* [TAREFAS A REALIZAR]
• A. Indique se cada afirmação abaixo está de acordo com o texto sobre a Lei de Informática, respondendo sim ou não e citando literalmente o trecho decisivo: (i) a Lei de Informática possibilitou uma renúncia fiscal de cerca de R$ 48 bilhões entre 2006 e 2017; (ii) o Decreto nº 5.906 alterou a forma do incentivo fiscal para as fabricantes de bens de tecnologia da informação; (iii) aproximadamente 33% das instituições credenciadas no Ministério localizam-se nas regiões Sul ou Sudeste.
• B. Segundo o texto sobre a Lei de Informática, qual foi o total dos investimentos das empresas em P&D entre 2006 e 2017?

Ao longo dos anos, com o surgimento de tecnologias disruptivas, a Lei de Informática passou por atualizações e novas regulamentações, como por exemplo o Decreto nº 5.906, o qual definiu os principais conceitos e requisitos para usufruir dos benefícios da legislação, e a Lei nº 13.969/19, que alterou a forma do incentivo fiscal para as fabricantes de bens de tecnologia da informação.

Tendo como principal pilar da política de informática o vínculo entre estímulos fiscais (Governo Federal, órgãos e autarquias), produção local (fabricantes) e investimentos em pesquisa e desenvolvimento – P&D (ICT, instituições de ensino e pesquisa, entre outros), a Lei de Informática já possibilitou uma renúncia fiscal de aproximadamente R$ 48 bilhões entre 2006 e 2017, além do número de indústrias correlacionadas ao setor, que ultrapassou a marca de 500 empresas no ano de 2019. Como forma de contrapartida, os investimentos das empresas em P&D somaram R$ 12,4 bilhões no mesmo período (2006 a 2017), gerando um verdadeiro ecossistema em prol da inovação tanto internamente nas fabricantes dos bens e serviços de TIC quanto aos 404 institutos de pesquisa e desenvolvimento, instituições de ensino e incubadoras credenciadas pelo Ministério de Ciência, Tecnologia, Inovação e Comunicação (MCTIC) no ano de 2020. Conforme uma pesquisa realizada pela Abinee (Associação Brasileira da Indústria Elétrica e Eletrônica), de todas as instituições credenciadas no Ministério, aproximadamente 33% estão localizadas nas regiões Norte, Nordeste ou Centro-Oeste do país, o que demonstra a preocupação do poder público no desenvolvimento de todas as regiões do país.

Principais Conceitos

De forma a nivelar o conhecimento quanto ao assunto, dentre os principais conceitos apresentados na legislação pertinente ao tema, destacam-se:

  • Aquisições Incentivadas: São os insumos e matérias-primas adquiridas em mercado nacional por fabricantes que cumprem o PPB, sendo estes adquiridos com incentivos de redução/isenção de IPI;
  • Bens e serviços de tecnologia da informação e comunicação: são os itens passíveis de fruição do benefício da Lei de Informática, dentre os quais se destacam:
    • componentes eletrônicos baseados na tecnologia de semicondutores;
    • máquinas, equipamentos e dispositivos baseados em técnica digital para processamento de dados;
    • programas para computadores (software);
    • serviços técnicos relacionados aos bens elencados acima.

* [MATERIAL]

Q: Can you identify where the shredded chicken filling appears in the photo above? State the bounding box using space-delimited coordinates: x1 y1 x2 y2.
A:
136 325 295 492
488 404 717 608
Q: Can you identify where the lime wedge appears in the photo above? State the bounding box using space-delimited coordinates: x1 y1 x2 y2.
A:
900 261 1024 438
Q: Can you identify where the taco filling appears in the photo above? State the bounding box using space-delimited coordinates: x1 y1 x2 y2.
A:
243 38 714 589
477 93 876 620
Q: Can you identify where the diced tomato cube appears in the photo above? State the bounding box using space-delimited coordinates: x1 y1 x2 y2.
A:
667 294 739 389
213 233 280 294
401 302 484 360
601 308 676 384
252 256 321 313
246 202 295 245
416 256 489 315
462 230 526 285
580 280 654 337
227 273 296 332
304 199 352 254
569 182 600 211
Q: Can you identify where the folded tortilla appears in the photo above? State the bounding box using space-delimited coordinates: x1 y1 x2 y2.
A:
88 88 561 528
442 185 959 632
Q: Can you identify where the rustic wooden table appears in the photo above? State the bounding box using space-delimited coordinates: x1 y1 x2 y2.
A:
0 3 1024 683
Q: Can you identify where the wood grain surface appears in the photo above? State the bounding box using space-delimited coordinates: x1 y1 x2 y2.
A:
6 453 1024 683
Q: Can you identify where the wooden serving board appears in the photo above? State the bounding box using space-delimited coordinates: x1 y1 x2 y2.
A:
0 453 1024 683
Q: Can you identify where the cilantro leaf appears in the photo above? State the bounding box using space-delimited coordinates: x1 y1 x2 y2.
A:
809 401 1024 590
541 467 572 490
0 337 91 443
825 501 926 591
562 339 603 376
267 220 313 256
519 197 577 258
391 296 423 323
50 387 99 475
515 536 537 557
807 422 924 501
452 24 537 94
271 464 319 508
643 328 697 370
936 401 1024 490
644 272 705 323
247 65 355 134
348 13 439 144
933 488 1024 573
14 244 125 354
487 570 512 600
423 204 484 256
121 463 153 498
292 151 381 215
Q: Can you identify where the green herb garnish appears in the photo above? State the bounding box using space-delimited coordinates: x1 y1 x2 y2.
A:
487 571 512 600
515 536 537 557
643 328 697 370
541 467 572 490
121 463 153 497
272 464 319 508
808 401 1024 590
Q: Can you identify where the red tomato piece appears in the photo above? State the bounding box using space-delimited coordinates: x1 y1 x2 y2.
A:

* [RESPOSTAS ESCRITAS]
• A.
(i) Sim: "a Lei de Informática já possibilitou uma renúncia fiscal de aproximadamente R$ 48 bilhões entre 2006 e 2017".
(ii) Não: "a Lei nº 13.969/19, que alterou a forma do incentivo fiscal para as fabricantes de bens de tecnologia da informação".
(iii) Não: "aproximadamente 33% estão localizadas nas regiões Norte, Nordeste ou Centro-Oeste do país".

• B. R$ 12,4 bilhões.